Lufthansa betwist de vordering. Het verweer van Lufthansa strekt ertoe de passagier niet-ontvankelijk te verklaren, althans de vorderingen van de passagier af te wijzen. Lufthansa heeft na annulering van vlucht LH2301 de passagier kosteloos omgeboekt naar de vlucht KL1793. De aangeboden vlucht valt daarmee binnen de marges van ‘één uur voor’ en ‘minder dan twee uur’ later zoals opgenomen in artikel 5 lid 1 sub c-iii van de Verordening nr. 261/2004. De passagier heeft deze omboeking aanvaard en is daardoor 35 minuten later dan gepland vanuit Amsterdam vertrokken. De passagier is volgens Lufthansa tijdig in München voor de aansluitende vlucht LH9790 aangekomen. Van enige vertraging op de eindbestemming is volgens Lufthansa dan ook geen sprake.

5.De vordering in reconventie

5.1
Lufthansa vordert, voor zover mogelijk uitvoerbaar bij voorraad, dat de passagier aan Lufthansa het bedrag van € 125,00 terugbetaalt, althans dat de passagier de schade van Lufthansa dienaangaande vergoedt. Lufthansa stelt de passagier geen enkele compensatie verschuldigd te zijn. Aan de passagier heeft Lufthansa onverschuldigd, althans zonder enige rechtsgrond, althans zonder daartoe verplicht te zijn, een bedrag van € 125,00 betaald.
++++++++++++++++++++
__Instructie opdracht__: Bewerk een deel van de tekst over het geschil met Lufthansa, beginnend bij "Lufthansa betwist de" en eindigend bij "ook geen sprake.". Schrijf dat deel opnieuw uit en zet daarbij overal "reiziger" in plaats van "passagier".
++++++++++++++++++++
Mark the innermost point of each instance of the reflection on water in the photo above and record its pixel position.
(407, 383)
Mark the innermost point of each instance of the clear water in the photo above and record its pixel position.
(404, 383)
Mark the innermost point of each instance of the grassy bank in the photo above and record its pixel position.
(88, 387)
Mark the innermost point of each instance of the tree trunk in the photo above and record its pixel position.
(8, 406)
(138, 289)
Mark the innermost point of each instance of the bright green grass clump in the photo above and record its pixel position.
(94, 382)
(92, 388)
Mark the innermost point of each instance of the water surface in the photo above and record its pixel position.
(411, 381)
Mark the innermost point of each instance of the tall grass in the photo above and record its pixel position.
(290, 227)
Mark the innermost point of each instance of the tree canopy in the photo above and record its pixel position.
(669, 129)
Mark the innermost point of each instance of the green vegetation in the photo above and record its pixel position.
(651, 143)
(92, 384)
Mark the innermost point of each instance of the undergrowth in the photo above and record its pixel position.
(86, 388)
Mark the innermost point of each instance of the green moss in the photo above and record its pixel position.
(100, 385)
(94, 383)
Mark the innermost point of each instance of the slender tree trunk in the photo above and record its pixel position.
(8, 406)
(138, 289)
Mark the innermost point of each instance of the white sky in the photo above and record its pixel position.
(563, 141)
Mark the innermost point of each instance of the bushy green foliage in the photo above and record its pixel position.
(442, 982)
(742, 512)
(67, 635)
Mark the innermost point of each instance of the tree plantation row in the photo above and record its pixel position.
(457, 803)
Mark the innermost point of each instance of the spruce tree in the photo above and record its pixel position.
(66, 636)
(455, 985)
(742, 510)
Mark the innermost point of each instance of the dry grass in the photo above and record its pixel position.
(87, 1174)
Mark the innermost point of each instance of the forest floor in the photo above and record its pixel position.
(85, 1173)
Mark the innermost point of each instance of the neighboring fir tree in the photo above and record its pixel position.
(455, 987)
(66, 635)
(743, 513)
++++++++++++++++++++
__Resultaat opdracht__:
Lufthansa betwist de vordering. Het verweer van Lufthansa strekt ertoe de reiziger niet-ontvankelijk te verklaren, althans de vorderingen van de reiziger af te wijzen. Lufthansa heeft na annulering van vlucht LH2301 de reiziger kosteloos omgeboekt naar de vlucht KL1793. De aangeboden vlucht valt daarmee binnen de marges van ‘één uur voor’ en ‘minder dan twee uur’ later zoals opgenomen in artikel 5 lid 1 sub c-iii van de Verordening nr. 261/2004. De reiziger heeft deze omboeking aanvaard en is daardoor 35 minuten later dan gepland vanuit Amsterdam vertrokken. De reiziger is volgens Lufthansa tijdig in München voor de aansluitende vlucht LH9790 aangekomen. Van enige vertraging op de eindbestemming is volgens Lufthansa dan ook geen sprake.